==== The input ====

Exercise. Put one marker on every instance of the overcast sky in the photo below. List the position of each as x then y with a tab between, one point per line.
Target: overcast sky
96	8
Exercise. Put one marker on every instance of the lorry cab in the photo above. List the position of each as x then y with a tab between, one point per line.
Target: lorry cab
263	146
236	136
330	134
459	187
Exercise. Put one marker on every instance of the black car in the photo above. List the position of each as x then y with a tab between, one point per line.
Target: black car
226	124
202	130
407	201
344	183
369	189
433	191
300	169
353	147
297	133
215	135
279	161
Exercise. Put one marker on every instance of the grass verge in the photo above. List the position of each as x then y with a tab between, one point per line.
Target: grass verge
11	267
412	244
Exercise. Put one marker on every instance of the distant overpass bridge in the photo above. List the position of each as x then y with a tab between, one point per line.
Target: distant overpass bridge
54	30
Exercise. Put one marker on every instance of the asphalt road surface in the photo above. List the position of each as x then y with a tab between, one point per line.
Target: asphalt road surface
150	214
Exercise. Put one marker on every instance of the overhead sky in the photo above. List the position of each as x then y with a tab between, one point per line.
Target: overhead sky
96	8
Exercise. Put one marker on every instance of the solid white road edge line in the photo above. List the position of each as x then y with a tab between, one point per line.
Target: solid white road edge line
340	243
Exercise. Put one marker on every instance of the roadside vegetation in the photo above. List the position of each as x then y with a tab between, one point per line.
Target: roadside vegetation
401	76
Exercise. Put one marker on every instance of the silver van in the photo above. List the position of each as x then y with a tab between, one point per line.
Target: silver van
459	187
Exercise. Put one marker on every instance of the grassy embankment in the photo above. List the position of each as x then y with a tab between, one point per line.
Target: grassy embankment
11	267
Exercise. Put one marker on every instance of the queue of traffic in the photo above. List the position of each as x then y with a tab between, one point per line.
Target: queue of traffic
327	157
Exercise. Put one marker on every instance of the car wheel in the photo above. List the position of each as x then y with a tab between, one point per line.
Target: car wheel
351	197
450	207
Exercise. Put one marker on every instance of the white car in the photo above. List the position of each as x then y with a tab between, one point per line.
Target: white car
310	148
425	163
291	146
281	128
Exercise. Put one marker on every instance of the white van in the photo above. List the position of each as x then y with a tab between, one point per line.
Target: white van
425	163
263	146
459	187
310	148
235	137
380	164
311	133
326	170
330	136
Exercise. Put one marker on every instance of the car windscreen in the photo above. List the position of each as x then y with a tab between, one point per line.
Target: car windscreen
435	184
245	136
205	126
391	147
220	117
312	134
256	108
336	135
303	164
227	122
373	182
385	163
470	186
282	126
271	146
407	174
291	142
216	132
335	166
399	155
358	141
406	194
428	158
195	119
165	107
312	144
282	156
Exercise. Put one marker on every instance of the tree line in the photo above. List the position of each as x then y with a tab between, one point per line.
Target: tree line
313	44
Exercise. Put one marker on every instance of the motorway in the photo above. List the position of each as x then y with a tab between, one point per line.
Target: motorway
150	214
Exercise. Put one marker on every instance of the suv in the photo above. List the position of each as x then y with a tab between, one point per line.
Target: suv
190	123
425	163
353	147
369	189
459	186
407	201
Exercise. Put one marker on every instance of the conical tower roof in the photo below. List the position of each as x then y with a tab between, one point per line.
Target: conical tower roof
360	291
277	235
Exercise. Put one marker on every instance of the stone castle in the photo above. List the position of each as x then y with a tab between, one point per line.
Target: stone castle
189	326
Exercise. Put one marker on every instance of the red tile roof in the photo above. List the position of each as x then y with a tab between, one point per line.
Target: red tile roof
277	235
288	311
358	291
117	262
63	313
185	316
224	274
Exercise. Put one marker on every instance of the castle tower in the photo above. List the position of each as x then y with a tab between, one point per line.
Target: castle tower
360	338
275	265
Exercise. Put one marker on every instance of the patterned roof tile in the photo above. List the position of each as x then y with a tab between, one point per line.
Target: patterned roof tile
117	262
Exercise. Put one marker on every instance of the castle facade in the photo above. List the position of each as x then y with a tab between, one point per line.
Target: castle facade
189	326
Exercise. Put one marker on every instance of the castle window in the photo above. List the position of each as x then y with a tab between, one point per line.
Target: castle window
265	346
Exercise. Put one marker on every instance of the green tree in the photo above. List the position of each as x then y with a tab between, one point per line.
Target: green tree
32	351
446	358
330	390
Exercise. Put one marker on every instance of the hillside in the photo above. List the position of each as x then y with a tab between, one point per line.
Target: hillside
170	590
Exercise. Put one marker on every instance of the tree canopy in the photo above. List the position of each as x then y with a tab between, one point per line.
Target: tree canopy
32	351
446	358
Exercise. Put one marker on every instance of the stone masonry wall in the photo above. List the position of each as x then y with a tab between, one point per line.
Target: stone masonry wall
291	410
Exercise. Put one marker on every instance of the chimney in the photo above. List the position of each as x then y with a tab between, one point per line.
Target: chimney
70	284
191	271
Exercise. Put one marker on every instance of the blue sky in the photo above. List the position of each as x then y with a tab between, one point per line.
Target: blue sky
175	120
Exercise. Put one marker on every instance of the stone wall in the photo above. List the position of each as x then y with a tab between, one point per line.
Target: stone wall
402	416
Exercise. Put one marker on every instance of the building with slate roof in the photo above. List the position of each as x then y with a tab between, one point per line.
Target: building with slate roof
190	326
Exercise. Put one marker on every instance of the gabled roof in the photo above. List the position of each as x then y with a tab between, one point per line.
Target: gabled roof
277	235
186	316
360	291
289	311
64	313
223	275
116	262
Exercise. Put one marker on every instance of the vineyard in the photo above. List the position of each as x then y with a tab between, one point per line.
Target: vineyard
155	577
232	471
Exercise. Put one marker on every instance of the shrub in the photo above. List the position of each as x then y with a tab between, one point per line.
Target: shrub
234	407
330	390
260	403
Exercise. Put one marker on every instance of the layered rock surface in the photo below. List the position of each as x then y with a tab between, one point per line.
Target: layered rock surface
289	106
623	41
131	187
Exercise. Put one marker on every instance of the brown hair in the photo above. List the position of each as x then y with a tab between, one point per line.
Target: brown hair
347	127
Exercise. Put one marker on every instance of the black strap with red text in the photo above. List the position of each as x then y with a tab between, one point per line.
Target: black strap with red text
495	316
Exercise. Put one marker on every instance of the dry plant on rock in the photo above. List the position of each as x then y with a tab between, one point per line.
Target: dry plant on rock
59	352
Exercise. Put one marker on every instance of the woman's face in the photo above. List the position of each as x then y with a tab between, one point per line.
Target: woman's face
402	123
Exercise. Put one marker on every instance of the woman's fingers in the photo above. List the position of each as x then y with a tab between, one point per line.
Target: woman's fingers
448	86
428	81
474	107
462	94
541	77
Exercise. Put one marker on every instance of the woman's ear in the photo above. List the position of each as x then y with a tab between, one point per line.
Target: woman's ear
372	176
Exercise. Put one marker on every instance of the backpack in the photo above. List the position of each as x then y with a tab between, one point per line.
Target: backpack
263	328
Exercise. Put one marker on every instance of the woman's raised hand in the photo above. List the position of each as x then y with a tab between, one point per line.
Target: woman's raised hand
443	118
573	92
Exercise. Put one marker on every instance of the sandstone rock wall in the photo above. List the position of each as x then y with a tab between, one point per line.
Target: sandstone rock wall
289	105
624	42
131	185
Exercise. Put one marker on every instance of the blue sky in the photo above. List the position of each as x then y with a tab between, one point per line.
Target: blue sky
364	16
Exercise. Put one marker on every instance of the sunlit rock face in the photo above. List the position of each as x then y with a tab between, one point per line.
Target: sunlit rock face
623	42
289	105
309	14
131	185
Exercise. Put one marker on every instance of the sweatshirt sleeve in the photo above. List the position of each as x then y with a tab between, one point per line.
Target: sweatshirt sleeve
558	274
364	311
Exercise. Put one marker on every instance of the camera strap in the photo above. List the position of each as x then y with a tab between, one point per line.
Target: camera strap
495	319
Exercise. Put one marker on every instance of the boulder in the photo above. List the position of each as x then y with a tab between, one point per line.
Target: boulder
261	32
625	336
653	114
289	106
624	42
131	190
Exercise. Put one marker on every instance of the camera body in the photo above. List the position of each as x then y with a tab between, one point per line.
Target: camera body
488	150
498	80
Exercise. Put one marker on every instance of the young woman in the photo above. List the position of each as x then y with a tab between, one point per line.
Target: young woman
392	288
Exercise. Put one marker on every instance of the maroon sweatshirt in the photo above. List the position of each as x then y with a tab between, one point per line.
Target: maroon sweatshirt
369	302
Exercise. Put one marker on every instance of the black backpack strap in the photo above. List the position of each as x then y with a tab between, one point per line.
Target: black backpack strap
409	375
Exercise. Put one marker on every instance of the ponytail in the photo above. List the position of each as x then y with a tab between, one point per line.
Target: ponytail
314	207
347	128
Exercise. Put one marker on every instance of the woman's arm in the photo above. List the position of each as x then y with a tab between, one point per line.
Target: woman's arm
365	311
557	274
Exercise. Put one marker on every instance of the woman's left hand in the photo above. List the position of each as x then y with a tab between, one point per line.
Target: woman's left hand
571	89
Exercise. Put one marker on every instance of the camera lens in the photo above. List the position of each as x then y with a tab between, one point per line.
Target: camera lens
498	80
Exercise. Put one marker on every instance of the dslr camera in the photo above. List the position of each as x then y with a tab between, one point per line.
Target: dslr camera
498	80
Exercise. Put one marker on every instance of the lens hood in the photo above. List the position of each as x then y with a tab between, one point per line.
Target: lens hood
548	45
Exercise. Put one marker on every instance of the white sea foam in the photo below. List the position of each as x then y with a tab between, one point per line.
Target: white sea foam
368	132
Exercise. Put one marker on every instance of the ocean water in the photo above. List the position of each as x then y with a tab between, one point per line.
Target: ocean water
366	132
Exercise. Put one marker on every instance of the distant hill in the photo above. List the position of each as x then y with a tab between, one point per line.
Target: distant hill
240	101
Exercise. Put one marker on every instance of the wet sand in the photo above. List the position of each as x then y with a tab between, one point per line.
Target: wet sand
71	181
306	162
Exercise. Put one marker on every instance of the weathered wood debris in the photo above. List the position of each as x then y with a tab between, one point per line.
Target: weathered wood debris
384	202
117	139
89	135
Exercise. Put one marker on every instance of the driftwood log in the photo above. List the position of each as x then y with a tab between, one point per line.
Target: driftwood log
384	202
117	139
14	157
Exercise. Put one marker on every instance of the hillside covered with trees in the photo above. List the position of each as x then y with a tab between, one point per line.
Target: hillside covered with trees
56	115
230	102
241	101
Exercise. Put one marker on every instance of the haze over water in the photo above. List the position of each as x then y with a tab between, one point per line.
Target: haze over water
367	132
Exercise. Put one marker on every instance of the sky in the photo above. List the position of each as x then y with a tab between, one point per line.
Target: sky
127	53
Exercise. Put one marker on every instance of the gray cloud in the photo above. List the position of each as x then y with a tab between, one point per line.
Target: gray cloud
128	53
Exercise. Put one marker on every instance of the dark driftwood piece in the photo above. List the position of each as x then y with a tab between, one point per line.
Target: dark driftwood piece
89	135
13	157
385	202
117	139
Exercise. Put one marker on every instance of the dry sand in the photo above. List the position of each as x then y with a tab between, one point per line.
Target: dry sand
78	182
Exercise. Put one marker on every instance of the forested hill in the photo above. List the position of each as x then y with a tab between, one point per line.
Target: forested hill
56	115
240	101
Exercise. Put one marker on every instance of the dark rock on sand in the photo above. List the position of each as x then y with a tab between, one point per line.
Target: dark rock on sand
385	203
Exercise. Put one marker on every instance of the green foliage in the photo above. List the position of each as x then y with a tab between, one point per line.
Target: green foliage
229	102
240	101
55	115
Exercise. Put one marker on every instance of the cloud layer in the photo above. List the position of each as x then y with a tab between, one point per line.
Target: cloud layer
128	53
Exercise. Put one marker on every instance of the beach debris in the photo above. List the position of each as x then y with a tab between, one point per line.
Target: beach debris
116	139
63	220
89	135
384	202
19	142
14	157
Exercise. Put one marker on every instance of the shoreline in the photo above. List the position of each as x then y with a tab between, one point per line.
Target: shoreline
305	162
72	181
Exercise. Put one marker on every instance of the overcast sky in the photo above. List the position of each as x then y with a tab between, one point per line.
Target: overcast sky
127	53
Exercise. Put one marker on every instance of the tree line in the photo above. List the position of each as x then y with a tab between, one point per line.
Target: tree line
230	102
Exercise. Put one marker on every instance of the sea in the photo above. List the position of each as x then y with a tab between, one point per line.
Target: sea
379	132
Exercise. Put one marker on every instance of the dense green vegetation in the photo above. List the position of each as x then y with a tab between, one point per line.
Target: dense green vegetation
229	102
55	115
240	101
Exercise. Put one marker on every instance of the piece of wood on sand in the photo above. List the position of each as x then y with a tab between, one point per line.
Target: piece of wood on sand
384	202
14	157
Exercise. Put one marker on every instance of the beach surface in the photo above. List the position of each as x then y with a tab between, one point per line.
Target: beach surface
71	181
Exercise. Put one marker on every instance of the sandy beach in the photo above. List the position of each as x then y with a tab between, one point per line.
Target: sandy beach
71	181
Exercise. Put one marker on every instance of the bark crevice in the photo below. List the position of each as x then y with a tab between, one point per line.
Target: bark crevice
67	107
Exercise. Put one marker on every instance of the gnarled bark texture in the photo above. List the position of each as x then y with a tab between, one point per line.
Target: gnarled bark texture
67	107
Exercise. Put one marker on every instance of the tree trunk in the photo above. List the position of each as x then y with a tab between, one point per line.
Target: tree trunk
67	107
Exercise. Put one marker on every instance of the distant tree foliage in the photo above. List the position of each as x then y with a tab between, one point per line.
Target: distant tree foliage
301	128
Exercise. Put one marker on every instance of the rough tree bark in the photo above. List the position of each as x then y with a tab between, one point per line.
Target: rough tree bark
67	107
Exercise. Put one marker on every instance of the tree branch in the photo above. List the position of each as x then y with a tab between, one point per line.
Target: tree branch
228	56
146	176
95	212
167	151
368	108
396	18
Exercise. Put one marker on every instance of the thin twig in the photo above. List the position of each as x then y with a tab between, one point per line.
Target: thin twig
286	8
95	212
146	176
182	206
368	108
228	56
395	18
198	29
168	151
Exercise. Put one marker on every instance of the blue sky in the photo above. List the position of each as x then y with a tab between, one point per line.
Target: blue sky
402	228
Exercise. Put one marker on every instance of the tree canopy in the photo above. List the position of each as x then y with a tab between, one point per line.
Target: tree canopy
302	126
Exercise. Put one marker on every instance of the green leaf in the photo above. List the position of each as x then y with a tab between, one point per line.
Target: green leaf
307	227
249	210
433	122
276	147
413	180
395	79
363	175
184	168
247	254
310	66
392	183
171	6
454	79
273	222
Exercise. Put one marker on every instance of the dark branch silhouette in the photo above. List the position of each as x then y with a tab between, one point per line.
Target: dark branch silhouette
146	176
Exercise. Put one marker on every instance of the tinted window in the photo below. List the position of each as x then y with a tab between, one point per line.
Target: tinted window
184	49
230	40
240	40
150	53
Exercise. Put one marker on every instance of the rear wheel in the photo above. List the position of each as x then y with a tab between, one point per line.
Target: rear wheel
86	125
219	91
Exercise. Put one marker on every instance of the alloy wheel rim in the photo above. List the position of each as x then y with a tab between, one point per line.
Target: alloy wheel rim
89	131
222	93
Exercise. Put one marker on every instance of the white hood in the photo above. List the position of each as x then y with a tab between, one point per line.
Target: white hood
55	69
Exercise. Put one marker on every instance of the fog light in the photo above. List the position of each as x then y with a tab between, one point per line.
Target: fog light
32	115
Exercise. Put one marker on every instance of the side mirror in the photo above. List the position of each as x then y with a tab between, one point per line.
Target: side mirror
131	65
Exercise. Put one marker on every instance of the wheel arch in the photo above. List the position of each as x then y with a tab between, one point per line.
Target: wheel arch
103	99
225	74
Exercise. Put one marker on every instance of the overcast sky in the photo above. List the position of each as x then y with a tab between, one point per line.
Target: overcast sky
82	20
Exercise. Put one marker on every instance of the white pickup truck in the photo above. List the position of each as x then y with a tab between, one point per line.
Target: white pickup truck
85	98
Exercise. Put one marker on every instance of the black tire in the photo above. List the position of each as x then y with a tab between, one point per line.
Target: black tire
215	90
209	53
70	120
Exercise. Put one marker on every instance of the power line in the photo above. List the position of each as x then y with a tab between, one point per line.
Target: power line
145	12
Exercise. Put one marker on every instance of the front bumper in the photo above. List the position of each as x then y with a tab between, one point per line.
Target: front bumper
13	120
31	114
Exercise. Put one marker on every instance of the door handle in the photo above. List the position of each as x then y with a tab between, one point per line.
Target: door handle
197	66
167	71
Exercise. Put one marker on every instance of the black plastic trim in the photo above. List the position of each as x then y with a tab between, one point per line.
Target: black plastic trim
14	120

====

__Directions__
Quote only the lines from the line containing "Exercise. Put one marker on every instance of the white pickup" through the end of the entries, keeping the first and the last.

__Expected answer__
Exercise. Put one marker on every instance of the white pickup truck in the photo above. List the position of each as x then y with a tab between, one point per line.
Target: white pickup truck
85	98
Exercise. Put one marker on every instance of the black tire in the photo above. List the position of each as x then y with a tab between, one point per line.
Target: black tire
215	90
209	53
70	120
Exercise. Put one marker on every instance of the power line in the photo above. List the position of each as x then y with a tab between, one point per line.
Target: power line
145	12
Exercise. Put one marker on every instance of the front bumper in the photo above. List the position of each as x then y with a tab between, one point per line.
Target: front bumper
13	120
31	114
Exercise. Put one marker on every instance of the door handle in the photo above. List the position of each as x then y with a tab between, one point per line.
Target: door handle
197	66
167	71
Exercise. Put one marker on every instance of the black plastic trim in the photo above. List the position of each as x then y with a tab between, one point per line.
Target: black plastic trim
14	120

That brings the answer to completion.